WRITTEN REQUEST: Reproduce all of the entries below word for word, leaving out the pictures.

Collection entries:
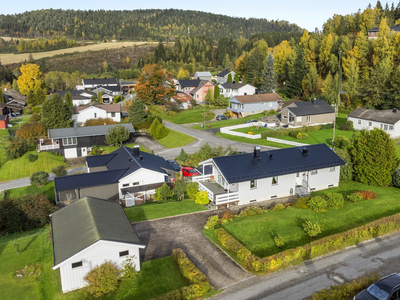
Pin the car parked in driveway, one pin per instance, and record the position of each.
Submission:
(189, 172)
(387, 288)
(221, 118)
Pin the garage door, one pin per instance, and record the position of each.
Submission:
(70, 153)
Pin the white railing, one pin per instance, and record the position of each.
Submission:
(285, 142)
(226, 198)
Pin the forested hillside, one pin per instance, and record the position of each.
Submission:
(136, 24)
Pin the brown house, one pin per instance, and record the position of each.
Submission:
(307, 113)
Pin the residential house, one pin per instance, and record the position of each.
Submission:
(222, 76)
(203, 76)
(232, 89)
(95, 110)
(242, 106)
(307, 113)
(267, 175)
(77, 141)
(86, 234)
(126, 174)
(387, 120)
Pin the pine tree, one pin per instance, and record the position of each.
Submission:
(269, 82)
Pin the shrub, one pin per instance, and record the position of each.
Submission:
(251, 211)
(102, 279)
(335, 200)
(279, 207)
(354, 198)
(32, 157)
(312, 229)
(317, 204)
(301, 202)
(40, 178)
(59, 171)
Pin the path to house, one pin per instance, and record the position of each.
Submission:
(380, 255)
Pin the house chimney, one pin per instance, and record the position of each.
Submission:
(257, 152)
(136, 150)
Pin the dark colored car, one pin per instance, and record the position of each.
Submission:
(387, 288)
(174, 164)
(221, 118)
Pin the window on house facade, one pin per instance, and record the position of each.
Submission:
(253, 184)
(69, 141)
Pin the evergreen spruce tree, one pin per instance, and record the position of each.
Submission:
(269, 82)
(137, 114)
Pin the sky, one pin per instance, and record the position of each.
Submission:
(308, 14)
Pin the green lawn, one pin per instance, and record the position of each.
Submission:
(257, 232)
(21, 167)
(186, 116)
(176, 139)
(156, 277)
(152, 211)
(47, 190)
(230, 122)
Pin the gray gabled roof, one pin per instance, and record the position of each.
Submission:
(86, 221)
(84, 131)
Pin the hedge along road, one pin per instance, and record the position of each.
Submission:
(296, 283)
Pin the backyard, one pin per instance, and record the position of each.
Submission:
(257, 232)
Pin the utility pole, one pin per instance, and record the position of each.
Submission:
(338, 98)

COMPLETED TASK:
Pin the car parked in driveway, one pin per instance, and record the position of each.
Submission:
(189, 172)
(387, 288)
(221, 118)
Pin the garage door, one pin per instance, and record the position of each.
Submission:
(70, 153)
Pin the white railing, one pin per instance, and record the position of each.
Submission:
(285, 142)
(226, 198)
Pin the forested hillside, one pin per instance, and record the position of each.
Submission:
(136, 24)
Pin the brown house, one pin per instance, and record the position of each.
Submission:
(307, 113)
Pin the residential house, one pin per instance, and record the position of each.
Submission:
(222, 76)
(203, 76)
(232, 89)
(95, 110)
(242, 106)
(307, 113)
(267, 175)
(77, 141)
(86, 234)
(126, 174)
(387, 120)
Pin the pine tree, one pin per instance, and record the position of each.
Submission:
(269, 82)
Pin the shrub, one pin per instance, and record the position of each.
Submission:
(251, 211)
(102, 279)
(335, 200)
(279, 207)
(354, 198)
(32, 157)
(312, 229)
(317, 204)
(301, 202)
(40, 178)
(59, 171)
Pin the path to house, one pin per instance, and record the position of each.
Submission:
(380, 255)
Pin the house chimney, one pin per instance, and record the position of each.
Submission:
(257, 152)
(136, 150)
Pin the dark colored car, one pin per instance, and record the position of each.
Submission:
(387, 288)
(174, 164)
(221, 118)
Pin the window on house facade, one pin per instance, and record the position of each.
Submission:
(253, 184)
(69, 141)
Pin the evergreen spruce tree, one pin per instance, and record the position of each.
Submission:
(269, 82)
(137, 114)
Pin the sky, one pin per instance, and record the position of each.
Submission:
(308, 14)
Pin the green lawn, one pin per instance, and record the position of each.
Submission:
(257, 232)
(21, 167)
(186, 116)
(176, 139)
(156, 277)
(152, 211)
(47, 190)
(230, 122)
Pin the gray gabled roof, one pin per instance, and record the position of each.
Submission:
(86, 221)
(84, 131)
Pin the hedge along road, one pin per instance, and record the position of each.
Submission:
(296, 283)
Pin the backyard, one pin per instance, and record the position of each.
Submission:
(257, 232)
Pin the utility pole, one pin per instance, and record the position of each.
Submission:
(338, 98)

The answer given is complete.